— BEGIN —
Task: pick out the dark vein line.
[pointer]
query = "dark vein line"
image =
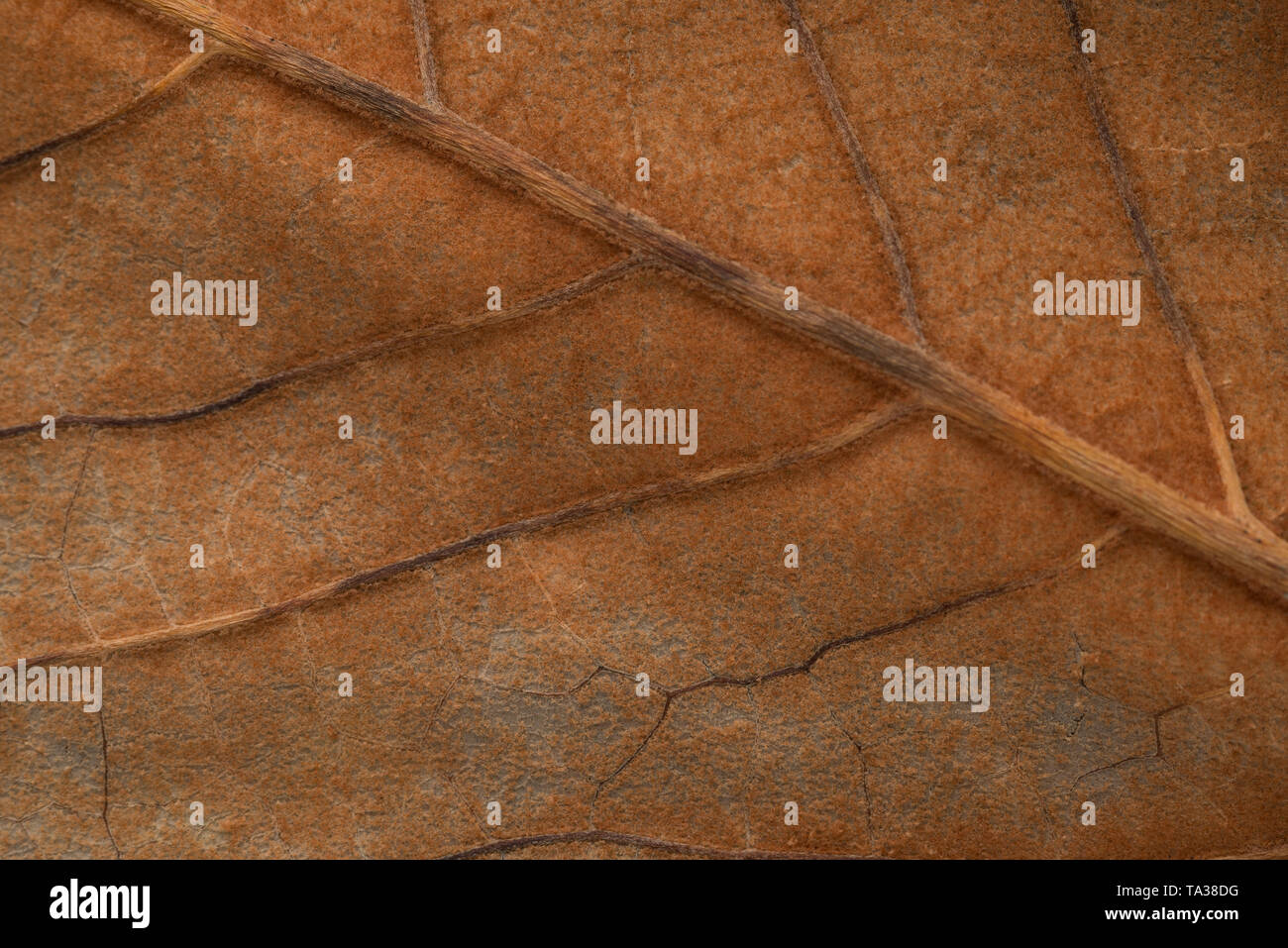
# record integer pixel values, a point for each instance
— END —
— BEGIN —
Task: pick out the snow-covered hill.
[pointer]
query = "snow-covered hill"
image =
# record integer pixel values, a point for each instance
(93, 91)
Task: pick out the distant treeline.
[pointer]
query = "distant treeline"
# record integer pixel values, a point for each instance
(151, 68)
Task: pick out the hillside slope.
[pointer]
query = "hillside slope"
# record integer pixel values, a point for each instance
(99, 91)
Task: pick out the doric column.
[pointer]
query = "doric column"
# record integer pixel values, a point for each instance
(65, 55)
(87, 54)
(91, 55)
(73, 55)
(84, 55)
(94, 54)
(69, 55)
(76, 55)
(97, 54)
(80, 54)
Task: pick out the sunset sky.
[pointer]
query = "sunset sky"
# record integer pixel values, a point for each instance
— END —
— Exercise prompt —
Report every line of the listing above that contains the string "treeline".

— Result —
Task: pick out the distant treeline.
query = "distant treeline"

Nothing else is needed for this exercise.